:: EXERCISE MATERIALS ::

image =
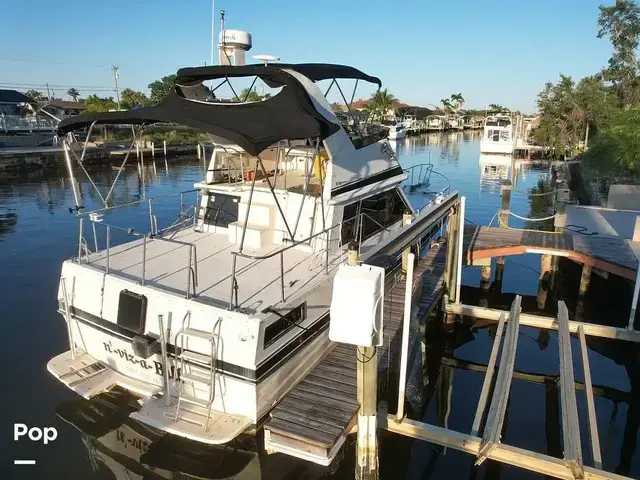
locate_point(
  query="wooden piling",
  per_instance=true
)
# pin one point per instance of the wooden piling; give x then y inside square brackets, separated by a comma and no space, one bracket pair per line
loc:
[367,396]
[450,266]
[407,216]
[585,280]
[485,277]
[503,216]
[546,269]
[562,197]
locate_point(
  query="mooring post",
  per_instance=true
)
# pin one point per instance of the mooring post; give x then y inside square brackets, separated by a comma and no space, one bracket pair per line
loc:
[367,378]
[563,195]
[546,266]
[485,277]
[460,247]
[503,217]
[404,349]
[585,280]
[450,265]
[406,220]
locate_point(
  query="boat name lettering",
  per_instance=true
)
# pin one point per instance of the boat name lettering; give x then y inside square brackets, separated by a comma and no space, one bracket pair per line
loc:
[140,444]
[130,357]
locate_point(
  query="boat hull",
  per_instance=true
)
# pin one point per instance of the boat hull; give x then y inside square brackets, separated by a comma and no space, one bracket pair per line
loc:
[496,148]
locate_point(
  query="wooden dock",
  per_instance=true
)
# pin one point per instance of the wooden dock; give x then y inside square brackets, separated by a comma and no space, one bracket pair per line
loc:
[315,417]
[611,254]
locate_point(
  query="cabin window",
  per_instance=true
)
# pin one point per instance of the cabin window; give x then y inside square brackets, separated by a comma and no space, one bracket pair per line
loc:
[221,210]
[380,211]
[284,324]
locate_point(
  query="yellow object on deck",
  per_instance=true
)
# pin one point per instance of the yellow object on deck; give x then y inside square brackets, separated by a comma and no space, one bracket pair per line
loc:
[320,165]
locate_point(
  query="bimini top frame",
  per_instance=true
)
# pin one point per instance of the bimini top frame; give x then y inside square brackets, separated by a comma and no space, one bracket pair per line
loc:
[289,115]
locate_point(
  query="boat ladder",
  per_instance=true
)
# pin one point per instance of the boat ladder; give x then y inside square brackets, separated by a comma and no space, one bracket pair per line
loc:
[202,377]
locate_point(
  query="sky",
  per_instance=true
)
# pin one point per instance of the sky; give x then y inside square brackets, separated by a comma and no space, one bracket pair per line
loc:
[491,51]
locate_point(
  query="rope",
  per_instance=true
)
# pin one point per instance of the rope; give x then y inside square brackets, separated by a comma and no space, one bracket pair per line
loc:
[533,219]
[525,229]
[537,194]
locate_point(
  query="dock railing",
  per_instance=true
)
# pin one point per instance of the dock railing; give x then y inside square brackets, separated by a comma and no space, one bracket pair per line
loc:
[358,230]
[419,176]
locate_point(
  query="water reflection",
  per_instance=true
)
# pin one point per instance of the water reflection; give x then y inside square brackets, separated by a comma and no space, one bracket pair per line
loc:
[37,233]
[130,449]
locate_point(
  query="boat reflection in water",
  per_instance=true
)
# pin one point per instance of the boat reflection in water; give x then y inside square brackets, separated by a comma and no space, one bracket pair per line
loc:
[133,450]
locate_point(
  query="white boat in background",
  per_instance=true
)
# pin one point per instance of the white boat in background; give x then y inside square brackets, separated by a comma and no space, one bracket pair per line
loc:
[410,123]
[435,123]
[212,319]
[396,127]
[498,135]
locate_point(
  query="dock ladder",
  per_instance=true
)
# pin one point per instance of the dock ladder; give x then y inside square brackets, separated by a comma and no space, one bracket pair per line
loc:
[201,378]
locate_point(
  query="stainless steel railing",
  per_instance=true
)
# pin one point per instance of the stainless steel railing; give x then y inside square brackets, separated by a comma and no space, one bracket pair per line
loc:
[358,229]
[420,177]
[186,215]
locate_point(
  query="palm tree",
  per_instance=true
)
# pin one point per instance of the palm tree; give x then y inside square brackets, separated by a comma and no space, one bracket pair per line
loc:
[457,101]
[381,102]
[446,104]
[73,93]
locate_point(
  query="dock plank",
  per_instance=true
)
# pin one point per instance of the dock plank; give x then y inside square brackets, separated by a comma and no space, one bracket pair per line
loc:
[320,410]
[611,254]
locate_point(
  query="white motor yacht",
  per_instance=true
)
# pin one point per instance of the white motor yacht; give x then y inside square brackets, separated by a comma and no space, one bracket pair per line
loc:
[213,318]
[498,135]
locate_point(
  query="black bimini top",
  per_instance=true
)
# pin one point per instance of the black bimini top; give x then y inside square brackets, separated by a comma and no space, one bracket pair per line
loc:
[254,126]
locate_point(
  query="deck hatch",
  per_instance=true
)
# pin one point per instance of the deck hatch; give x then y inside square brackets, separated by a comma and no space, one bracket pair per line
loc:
[285,323]
[132,311]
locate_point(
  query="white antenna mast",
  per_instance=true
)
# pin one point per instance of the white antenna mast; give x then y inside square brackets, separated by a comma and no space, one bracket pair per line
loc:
[213,28]
[266,59]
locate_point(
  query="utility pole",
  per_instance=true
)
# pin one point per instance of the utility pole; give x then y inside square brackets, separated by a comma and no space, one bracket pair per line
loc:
[114,69]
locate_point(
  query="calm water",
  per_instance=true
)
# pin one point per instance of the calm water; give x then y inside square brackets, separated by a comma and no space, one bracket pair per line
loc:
[37,232]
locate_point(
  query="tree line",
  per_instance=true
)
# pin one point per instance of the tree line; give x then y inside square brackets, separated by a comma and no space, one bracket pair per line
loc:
[601,111]
[129,98]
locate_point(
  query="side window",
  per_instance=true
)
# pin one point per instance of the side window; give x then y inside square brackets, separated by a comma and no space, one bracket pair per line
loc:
[221,210]
[380,211]
[349,223]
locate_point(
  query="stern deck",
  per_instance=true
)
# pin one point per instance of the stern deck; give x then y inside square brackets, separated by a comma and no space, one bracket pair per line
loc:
[166,263]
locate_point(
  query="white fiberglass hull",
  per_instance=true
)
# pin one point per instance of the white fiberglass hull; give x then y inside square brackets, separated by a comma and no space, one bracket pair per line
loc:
[496,147]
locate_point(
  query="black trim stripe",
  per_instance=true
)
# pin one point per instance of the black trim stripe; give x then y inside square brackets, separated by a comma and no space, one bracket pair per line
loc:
[255,376]
[378,177]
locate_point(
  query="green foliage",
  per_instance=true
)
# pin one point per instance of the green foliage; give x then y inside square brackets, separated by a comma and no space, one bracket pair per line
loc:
[381,102]
[35,95]
[73,93]
[496,108]
[130,98]
[616,149]
[161,88]
[567,109]
[95,103]
[454,103]
[621,24]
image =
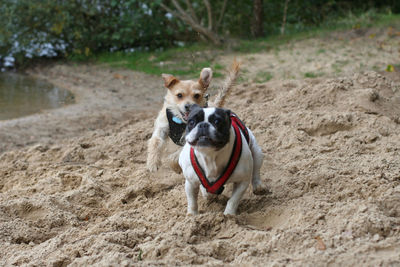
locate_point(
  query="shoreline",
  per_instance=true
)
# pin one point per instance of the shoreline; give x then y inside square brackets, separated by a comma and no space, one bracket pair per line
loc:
[102,97]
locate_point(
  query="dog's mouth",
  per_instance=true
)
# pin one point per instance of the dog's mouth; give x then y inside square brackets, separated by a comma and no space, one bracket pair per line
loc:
[185,115]
[202,141]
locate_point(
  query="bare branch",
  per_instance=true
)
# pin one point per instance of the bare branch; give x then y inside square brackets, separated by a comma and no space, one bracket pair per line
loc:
[209,13]
[180,13]
[191,10]
[284,17]
[221,15]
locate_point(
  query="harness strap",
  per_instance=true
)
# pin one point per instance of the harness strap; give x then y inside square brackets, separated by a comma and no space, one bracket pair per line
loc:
[217,186]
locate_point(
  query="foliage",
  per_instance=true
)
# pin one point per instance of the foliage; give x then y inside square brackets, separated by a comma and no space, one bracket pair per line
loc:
[185,62]
[83,28]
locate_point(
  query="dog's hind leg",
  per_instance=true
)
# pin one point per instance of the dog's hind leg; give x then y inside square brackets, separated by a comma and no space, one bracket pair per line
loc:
[258,187]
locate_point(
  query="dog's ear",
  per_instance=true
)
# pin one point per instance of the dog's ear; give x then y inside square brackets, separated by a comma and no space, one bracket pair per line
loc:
[205,78]
[228,112]
[193,107]
[169,80]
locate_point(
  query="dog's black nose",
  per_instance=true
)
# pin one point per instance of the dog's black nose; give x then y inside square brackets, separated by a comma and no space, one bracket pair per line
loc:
[187,106]
[203,126]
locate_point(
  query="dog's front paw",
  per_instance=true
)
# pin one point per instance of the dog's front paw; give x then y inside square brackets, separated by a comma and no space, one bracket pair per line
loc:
[192,212]
[152,167]
[229,212]
[260,189]
[175,167]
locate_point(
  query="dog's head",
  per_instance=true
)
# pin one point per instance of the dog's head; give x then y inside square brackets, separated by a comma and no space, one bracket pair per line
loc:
[183,94]
[208,127]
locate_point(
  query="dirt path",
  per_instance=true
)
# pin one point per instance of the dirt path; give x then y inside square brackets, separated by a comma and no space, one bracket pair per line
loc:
[332,164]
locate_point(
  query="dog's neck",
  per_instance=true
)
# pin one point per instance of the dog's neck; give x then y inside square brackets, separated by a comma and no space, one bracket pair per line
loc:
[214,162]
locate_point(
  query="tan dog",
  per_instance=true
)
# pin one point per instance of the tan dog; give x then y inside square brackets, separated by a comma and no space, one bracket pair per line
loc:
[172,118]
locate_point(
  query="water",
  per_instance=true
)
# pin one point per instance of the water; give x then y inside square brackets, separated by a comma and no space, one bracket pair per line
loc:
[21,95]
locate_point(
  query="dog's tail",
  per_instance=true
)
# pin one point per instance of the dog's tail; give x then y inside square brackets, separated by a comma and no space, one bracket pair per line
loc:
[229,82]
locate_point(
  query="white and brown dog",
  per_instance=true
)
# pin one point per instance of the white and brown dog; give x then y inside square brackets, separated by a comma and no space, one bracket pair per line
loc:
[219,149]
[172,118]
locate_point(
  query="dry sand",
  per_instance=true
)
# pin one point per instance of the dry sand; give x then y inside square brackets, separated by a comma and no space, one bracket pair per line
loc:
[81,195]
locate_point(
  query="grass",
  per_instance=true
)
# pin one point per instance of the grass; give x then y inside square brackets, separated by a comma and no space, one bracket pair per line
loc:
[187,61]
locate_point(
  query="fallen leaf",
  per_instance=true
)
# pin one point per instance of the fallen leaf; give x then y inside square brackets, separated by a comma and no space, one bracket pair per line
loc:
[118,76]
[390,68]
[320,243]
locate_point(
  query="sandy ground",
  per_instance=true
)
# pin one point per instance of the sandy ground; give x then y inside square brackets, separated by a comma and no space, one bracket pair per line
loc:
[74,190]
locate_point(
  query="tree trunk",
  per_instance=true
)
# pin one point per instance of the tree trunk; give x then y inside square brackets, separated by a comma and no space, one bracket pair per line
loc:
[258,11]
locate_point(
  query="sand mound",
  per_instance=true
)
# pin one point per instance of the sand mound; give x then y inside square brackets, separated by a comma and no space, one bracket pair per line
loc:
[332,164]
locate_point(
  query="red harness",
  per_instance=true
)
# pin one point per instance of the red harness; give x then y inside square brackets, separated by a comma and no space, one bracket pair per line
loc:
[217,186]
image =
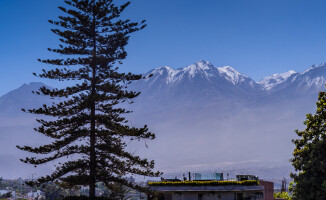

:::

== REQUIRED TASK ==
Count the lines in the data above that include the word "fallen" and reply with only that number.

== TASK ANSWER ==
2